[DATA SUPPLIED — start]

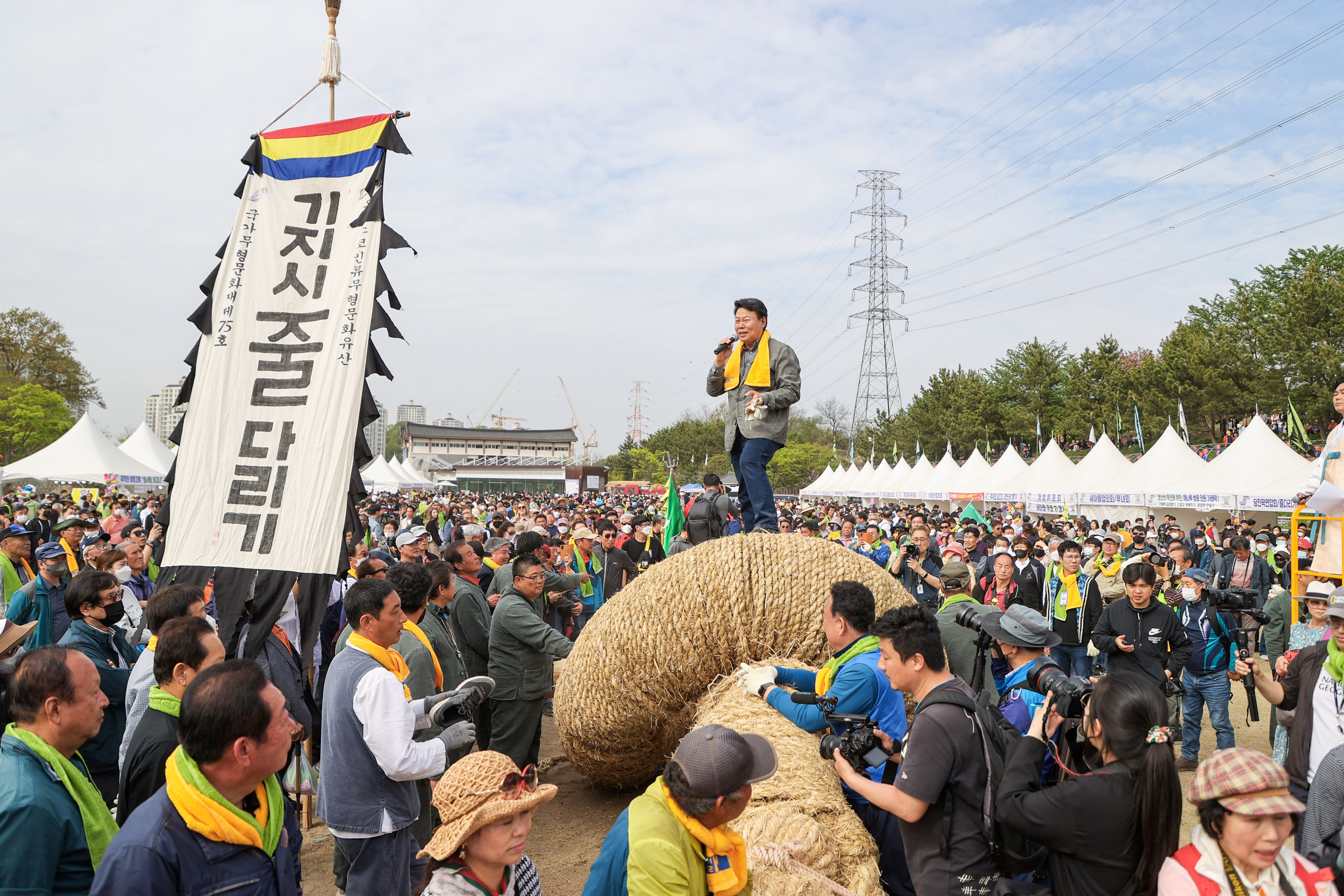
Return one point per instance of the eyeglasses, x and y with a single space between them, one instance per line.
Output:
513 785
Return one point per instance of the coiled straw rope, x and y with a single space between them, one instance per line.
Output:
658 660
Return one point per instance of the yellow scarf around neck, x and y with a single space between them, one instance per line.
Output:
390 660
760 373
725 851
439 671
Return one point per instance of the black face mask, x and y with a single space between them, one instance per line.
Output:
114 613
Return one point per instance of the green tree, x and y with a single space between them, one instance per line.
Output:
35 350
31 418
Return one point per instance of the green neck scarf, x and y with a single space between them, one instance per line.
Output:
1335 663
100 827
956 598
165 702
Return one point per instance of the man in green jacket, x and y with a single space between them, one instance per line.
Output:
471 624
94 605
675 840
522 647
53 821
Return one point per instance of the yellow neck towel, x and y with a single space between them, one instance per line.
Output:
760 373
390 660
725 852
439 671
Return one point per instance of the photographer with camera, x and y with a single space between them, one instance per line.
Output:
1209 672
1108 831
918 567
1140 634
859 687
943 762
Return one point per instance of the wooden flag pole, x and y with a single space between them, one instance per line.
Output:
330 72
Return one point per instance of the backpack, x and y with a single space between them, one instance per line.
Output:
1014 854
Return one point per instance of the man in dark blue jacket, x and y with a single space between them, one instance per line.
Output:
859 687
221 824
1207 675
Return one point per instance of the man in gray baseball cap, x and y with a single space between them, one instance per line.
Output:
1021 636
675 836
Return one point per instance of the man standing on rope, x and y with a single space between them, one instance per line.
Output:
761 378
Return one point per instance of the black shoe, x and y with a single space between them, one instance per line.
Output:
463 703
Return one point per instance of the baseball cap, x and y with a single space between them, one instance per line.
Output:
717 759
1246 782
1021 626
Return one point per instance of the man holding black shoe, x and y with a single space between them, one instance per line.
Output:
761 378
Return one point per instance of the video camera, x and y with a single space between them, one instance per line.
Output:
1070 692
859 743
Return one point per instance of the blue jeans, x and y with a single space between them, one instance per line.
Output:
1073 659
1217 691
756 495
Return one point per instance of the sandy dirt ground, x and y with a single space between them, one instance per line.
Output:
569 831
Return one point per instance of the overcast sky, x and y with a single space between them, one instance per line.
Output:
593 185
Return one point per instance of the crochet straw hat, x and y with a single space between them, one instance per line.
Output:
464 813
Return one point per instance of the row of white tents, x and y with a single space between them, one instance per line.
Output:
84 454
1257 472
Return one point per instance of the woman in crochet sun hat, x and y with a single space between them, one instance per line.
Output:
487 805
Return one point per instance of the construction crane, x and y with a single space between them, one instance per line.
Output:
499 420
495 401
590 438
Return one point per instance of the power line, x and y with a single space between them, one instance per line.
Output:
1214 97
1089 289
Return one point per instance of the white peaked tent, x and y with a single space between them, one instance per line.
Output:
1254 460
971 479
82 454
1117 498
1005 471
406 473
144 446
873 486
910 487
1047 484
381 478
893 480
818 483
936 487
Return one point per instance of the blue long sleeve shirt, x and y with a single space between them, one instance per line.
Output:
854 690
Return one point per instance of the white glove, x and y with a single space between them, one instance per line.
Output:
752 679
459 735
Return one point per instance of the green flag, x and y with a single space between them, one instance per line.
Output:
673 514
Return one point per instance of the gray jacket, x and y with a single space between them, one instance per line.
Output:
786 386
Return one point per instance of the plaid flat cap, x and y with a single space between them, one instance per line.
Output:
1246 782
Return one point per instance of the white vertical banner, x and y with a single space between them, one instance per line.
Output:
264 468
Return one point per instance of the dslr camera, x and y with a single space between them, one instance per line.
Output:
859 743
1070 692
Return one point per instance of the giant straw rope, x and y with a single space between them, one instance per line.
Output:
658 660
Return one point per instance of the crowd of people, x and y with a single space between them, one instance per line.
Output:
146 745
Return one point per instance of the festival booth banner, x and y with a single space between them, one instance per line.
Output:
267 476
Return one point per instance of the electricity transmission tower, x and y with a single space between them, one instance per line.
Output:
636 429
879 389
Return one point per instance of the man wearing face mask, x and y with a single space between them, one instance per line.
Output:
1210 670
1241 569
93 602
43 598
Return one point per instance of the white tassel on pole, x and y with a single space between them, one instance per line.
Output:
330 73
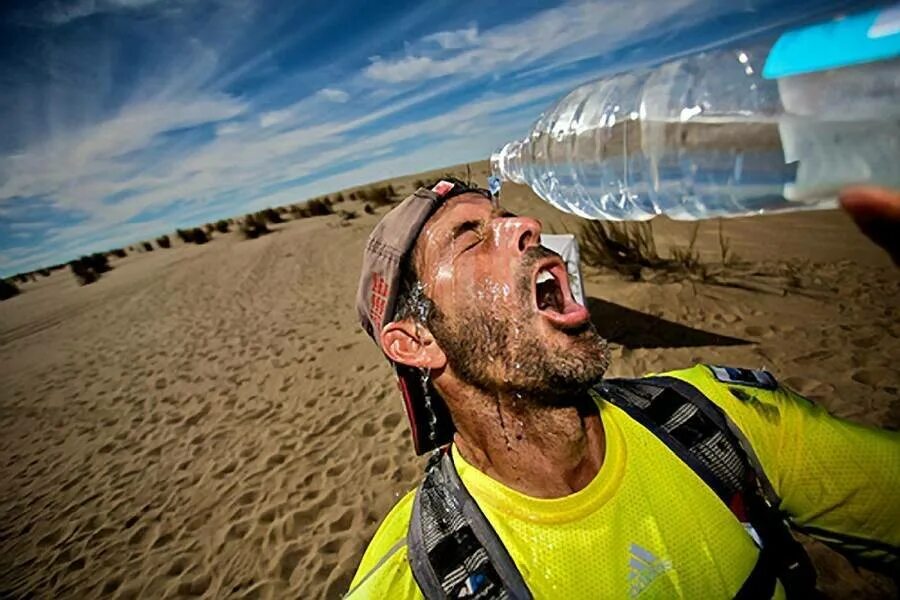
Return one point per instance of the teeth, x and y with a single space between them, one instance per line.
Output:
544 276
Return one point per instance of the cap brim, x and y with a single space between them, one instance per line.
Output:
420 420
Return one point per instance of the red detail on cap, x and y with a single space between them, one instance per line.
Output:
442 187
738 508
377 299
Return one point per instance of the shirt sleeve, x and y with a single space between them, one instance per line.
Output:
384 570
837 480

[DATA SUPPLIED — finish]

ABOUT THIS TASK: Each entry above should be printed again word for word, with any picture dropped.

ANSWER BOX:
Return one point per instance of the eyeglasses, x and y with a single space between them, one instance per line.
Output:
513 785
Return one point per instance of the coiled straw rope, x and y with a single space between them, one instance per line.
Output:
658 660
Return one point per instance of the yellow scarf around neck, x and y with a single space between them, one instance per line.
Output:
390 660
760 373
725 851
439 671
Return one point per instance of the black face mask, x and y with a single space between them, one instance per line.
Output:
114 613
Return one point per instance of the green tree, x and y with a single space between them, one instance per line.
Output:
35 350
31 418
Return one point per instance of the green neck scarf, x and y with a single space between them, one instance per line.
Output:
1335 663
100 827
956 598
165 702
Return one point per instance of the man in green jacket, x and y with a single space between them, one instance per line.
Output:
471 624
94 605
675 840
522 647
53 821
Return one point per instance of the yellow neck towel, x and y with a single space between them, one instance per line.
Output:
760 373
390 660
725 852
439 671
Return one point per instance of the photographer with camera, x and y with a single space between them, one instance per line.
Output:
1209 672
1108 831
918 567
1140 634
859 687
943 762
Return one point per instance of the wooden flag pole, x and y with a single space between them, one instance per line.
Output:
330 72
Return one point per instance of the backpack, x and y with a single space between them, one instance per line.
Output:
1014 854
Return one point per instance of the man in dark blue jacket, x and y with a single space between them, one instance per line.
Output:
859 687
221 824
1207 675
Return one point per instance of the man in gray baseball cap, x and y with a single space between them, one instance per line.
Output:
1021 636
675 836
Return one point per instance of the man standing on rope, x and y with a single space between them, one instance per line.
Output:
761 378
Return one point per instance of the black shoe, x and y with a single space between them, one instance per line.
Output:
463 703
Return one point per instance of the baseball cap, x and y with a single space between them, one instance per line.
Output:
717 759
1246 782
1021 626
Return one point per instance of the man holding black shoe, x and y with a single space between them, one instance per line.
Output:
761 378
Return one point per instance of the video camera, x and y with a single space between them, one instance per line.
Output:
1070 692
859 743
Return one point per instance of the blue jeans, x and y with a single space between them, one instance per line.
Output:
1073 659
1217 691
756 495
Return one point per instance of the sandy dirt ground, x and y with a single space between them, one instance per line.
Output:
569 831
Return one point per instance of the overcast sky, x and y with a single space between them, one instance per line.
Output:
593 185
Return one point per instance of the crochet straw hat, x and y with a single space between them, one instance per line.
Output:
464 813
Return one point per instance of the row of white tents, x and y with a single space between them, one instance per line.
Output:
84 454
1257 472
Return one point per instance of the woman in crochet sun hat, x and y with a single space between them, one instance per line.
Output:
487 805
Return one point per instance of the construction crane, x and y with a single space between them, one instance per line.
Output:
499 420
495 401
590 438
Return one point per instance of the power line, x and y with a single space between them, one instance per line.
Output:
1214 97
1089 289
Return one point per instance of the white peaked tent, x and y with a single space between them, one instance per line.
Output:
1254 460
971 479
82 454
1117 498
1005 471
406 473
144 446
873 486
910 487
1047 484
381 478
893 480
818 483
936 487
Return one point per instance of the blue long sleeve shirt, x and y with a single space between them, one instance per line.
Output:
854 690
Return one point per instance of the white glove, x and y with a single space between them, one instance per line.
Output:
752 679
459 735
Return one point per instance of the green flag, x and y with a single space between them, one instance per line.
Output:
673 514
Return one point per instance of the gray jacket, x and y with a single space between them, one instance per line.
Output:
786 386
Return one point per instance of the plaid flat cap, x and y with a single space between them, one instance per line.
Output:
1246 782
Return one point per instance of the white vertical banner, x and y with a single space between them, one instance per line.
Output:
264 468
Return one point per instance of the dslr camera, x and y with a single space between them, one instance per line.
Output:
859 743
1070 692
Return one point per instance of the giant straw rope, x and y with a single space between them, one instance per line.
Output:
658 660
Return one point per instance of the crowd of people, x and y with a single space between them, one instance per line.
Output:
146 745
Return one point per instance of the festival booth banner, x and y with a single space between them, one instance per line.
Output:
267 476
Return one point per instance of the electricity transmission tower, x and y with a single space between them, one instance per line.
Output:
636 429
879 389
Return one point per instance of the man wearing face mask, x and y with a single space between them, one instance per line.
Output:
1210 670
1241 569
93 602
43 598
Return one point per instance of the white tassel on pole, x and y with a single space between them, one instance per line.
Output:
330 73
Return one point per instance of the teeth, x and y with a single space between them, one instance per line.
Output:
544 276
Return one point per instance of the cap brim, x and y with a single space between them, one instance per line.
Output:
420 420
Return one point per instance of the red detail on cap, x and y with a single space between them, one instance per line.
Output:
442 187
738 508
377 299
Return one point per instance of the shirt sleeve, x and y with a single space between them, one instance per line.
Output:
384 570
837 480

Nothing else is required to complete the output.